● **Quelltext**:
Wie viel Neutralität darf der Staat verordnen? Das soll wieder mal das Bundesverfassungsgericht klären, diesmal im Fall einer Schöffin. Über Fragen, die Gerichte und Gesellschaft seit 25 Jahren beschäftigen.

Von Wolfgang Janisch, Karlsruhe

Als im vergangenen Jahr daran zu erinnern war, dass in Deutschland seit 25 Jahren über das Kopftuch gestritten wird, sprach die Bremer Professorin Yasemin Karakaşoğlu von den „grundlegenden Suchbewegungen“ eines traditionell christlich geprägten Gemeinwesens, das sich auf den Weg zur pluralen Migrationsgesellschaft begeben hat. Wie viel Neutralität darf der Staat verordnen, welches Maß an Toleranz muss er den Menschen zumuten – solche Fragen wurden wieder und wieder verhandelt. Nun ist ein Vierteljahrhundert vorbei, aber die Suche geht weiter, wieder einmal vor dem Bundesverfassungsgericht.

An diesem Freitag hat eine deutsche Pädagogin – unterstützt von der Gesellschaft für Freiheitsrechte (GFF) – Verfassungsbeschwerde erhoben, weil das Amtsgericht Dortmund sie als kopftuchtragende Muslimin von der Schöffenliste in Nordrhein-Westfalen gestrichen hatte.

Die NRW-Justiz sagt, geht nicht, wegen des Neutralitätsgesetzes

Die Frau war für den Zeitraum von 2024 bis 2028 als Jugendschöffin gewählt worden, sie sollte also in Jugendstrafverfahren als Laienrichterin mitwirken, mit demselben Stimmrecht wie eine Berufsrichterin. „Ich arbeite seit vielen Jahren in Projekten mit Jugendlichen und Erwachsenen, um unsere Demokratie und den Rechtsstaat zu stärken“, so wird sie von der GFF zitiert – ihren Namen möchte sie nicht veröffentlicht sehen. Daher habe sie sich über die Wahl gefreut. Doch dann erklärte ihr die NRW-Justiz, sie sei unfähig zur Amtsausübung, weil Schöffinnen nach dem nordrhein-westfälischen Justizneutralitätsgesetz kein Kopftuch auf der Richterbank tragen dürften.

● **Auszug aus Datensatz**:
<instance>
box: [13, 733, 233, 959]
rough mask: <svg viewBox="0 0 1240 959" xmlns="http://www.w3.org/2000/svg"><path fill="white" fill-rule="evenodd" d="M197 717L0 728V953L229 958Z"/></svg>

● **Schriftliche Aufgabe A**: Beantworte anhand des Artikels über die kopftuchtragende Schöffin, für welchen Zeitraum die Frau als Jugendschöffin gewählt worden war.
● **Schriftliche Aufgabe B**: Führe den Artikel über die kopftuchtragende Schöffin im Anschluss an seinen letzten Satz weiter.
Die Auflistung ist eigenständiges Material und vom Artikel über die kopftuchtragende Schöffin getrennt.

● **Erwartete Ausgabe A**: Für den Zeitraum von 2024 bis 2028.

● **Erwartete Ausgabe B**:
Kopftuchverbote in der Justiz, darauf hat kürzlich die Juristin Aqilah Sandhu von der Universität Augsburg in einem Aufsatz hingewiesen, „sind so alt, wie es Juristinnen mit Kopftuch in der Justiz gibt“. Schon 1998 hatte eine Referendarin in NRW erfolglos darauf geklagt, als Vertreterin der Staatsanwaltschaft Kopftuch tragen zu dürfen. Damals reichte noch ein schlankes Nein des Justizministers, aber 2020 stellte das Bundesverfassungsgericht klar, dass Referendarinnen nur per Gesetz das Tragen religiöser Symbole untersagt werden dürfe. In Bayern gab es ein solches Gesetz bereits seit 2018, Niedersachsen und NRW folgten, auch der Bund nahm 2021 weitgehend unbemerkt ein Kopftuchverbot ins Beamtenrecht auf.

Kann man eine Schöffin überhaupt mit einer Berufsrichterin vergleichen?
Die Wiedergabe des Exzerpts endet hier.